* [Source document]:
Repository files navigation

Multi-Cluster Metrics Platform

Unified metrics collection and querying for vLLM and GPU workloads across multiple OpenShift clusters


Architecture

Architecture Diagram

Data Flow:

CLUSTER A → Prometheus → Receiver ┐
CLUSTER B → Prometheus → Receiver ├─→ S3 (flat structure, cluster label in meta.json)
CLUSTER C → Prometheus → Receiver ┘         ↓
                                     Central Store Gateway
                                             ↓
                                       Thanos Querier → Grafana
                                                     (filter by cluster label)

Key Features

  • Multi-cluster support: Deploy ingestion plane on any number of clusters
  • Centralized querying: Single Grafana dashboard for all clusters
  • Unlimited retention: S3-backed storage (90 days configurable)

* [Task list]:
- 1) Answer these questions from the metrics platform README, one line each:
(a) Which workloads does the platform collect metrics for?
(b) According to the data flow, where is the cluster label kept in S3?
(c) How long is the configurable retention period?
- 2) Decide whether each statement agrees with the metrics platform README, answering yes or no and quoting the words that settle it:
(a) Each cluster gets its own separate Grafana dashboard.
(b) In Grafana, data can be filtered by cluster label.
(c) The ingestion plane can be deployed on no more than three clusters.
- 3) Carry on the metrics platform README from its last feature bullet.
The items that come next have no connection to the metrics platform README.

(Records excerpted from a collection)
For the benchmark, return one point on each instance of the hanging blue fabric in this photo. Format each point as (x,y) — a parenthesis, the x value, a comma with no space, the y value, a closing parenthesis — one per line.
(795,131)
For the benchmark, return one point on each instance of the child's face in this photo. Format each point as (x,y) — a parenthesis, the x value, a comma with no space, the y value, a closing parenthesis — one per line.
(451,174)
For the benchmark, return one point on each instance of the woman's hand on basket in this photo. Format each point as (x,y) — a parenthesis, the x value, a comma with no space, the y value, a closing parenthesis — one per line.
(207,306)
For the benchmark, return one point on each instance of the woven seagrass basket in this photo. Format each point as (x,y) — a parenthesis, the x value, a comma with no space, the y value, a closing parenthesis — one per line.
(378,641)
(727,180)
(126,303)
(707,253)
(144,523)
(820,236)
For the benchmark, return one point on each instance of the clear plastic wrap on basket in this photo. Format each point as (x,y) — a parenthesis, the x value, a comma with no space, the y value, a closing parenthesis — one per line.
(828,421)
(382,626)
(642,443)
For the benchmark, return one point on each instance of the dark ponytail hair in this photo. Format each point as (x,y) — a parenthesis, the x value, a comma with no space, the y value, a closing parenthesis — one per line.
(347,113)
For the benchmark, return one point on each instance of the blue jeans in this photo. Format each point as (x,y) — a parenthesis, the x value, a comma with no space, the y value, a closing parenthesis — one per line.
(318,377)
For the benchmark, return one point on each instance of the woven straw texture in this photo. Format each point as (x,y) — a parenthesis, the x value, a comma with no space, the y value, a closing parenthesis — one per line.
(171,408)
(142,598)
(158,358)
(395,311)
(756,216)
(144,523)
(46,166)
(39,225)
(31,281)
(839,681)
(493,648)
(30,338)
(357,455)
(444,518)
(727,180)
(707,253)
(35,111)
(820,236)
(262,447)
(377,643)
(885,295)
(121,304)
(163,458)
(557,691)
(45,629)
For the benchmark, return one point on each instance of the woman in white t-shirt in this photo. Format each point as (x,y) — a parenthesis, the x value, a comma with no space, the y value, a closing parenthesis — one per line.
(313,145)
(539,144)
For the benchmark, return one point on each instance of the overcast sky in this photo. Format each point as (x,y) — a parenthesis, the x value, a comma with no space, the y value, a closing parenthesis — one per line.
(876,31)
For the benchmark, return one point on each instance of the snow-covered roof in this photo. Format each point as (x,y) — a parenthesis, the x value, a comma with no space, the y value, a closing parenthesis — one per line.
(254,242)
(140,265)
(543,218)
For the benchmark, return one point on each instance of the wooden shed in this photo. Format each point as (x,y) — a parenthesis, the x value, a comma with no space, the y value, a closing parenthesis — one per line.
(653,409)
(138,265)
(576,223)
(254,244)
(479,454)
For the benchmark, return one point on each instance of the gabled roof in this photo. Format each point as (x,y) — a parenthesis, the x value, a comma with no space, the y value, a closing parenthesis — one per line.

* [Expected outputs]:
- 1)
(a) vLLM and GPU workloads
(b) In meta.json
(c) 90 days

- 2)
(a) No: "Single Grafana dashboard for all clusters"
(b) Yes: "(filter by cluster label)"
(c) No: "Deploy ingestion plane on any number of clusters"

- 3)
  • Flat S3 structure: All clusters write to shared bucket, identified by cluster labels in meta.json
  • Flexible filtering: Filter by cluster, deployment_uuid, pod_name

Platform Overview & Use Cases

What This Platform Provides

Comprehensive Observability for vLLM Inference & GPU Hardware:

vLLM Inference Metrics:

  • Request latency breakdown (E2E, TTFT, inter-token, prefill, decode)
  • Throughput & token generation rates
  • KV cache utilization & prefix cache hit rates
  • Request queue depth & concurrency levels
  • Success/failure rates by model and deployment

GPU Hardware Metrics (DCGM):

  • GPU utilization, temperature, power consumption
  • Memory usage & clock frequencies
  • NVLink bandwidth (critical for multi-GPU inference)
  • SM activity, tensor core utilization (FP16, Tensor cores)
  • PCIe throughput

72+ panels covering comprehensive observability across inference and hardware layers.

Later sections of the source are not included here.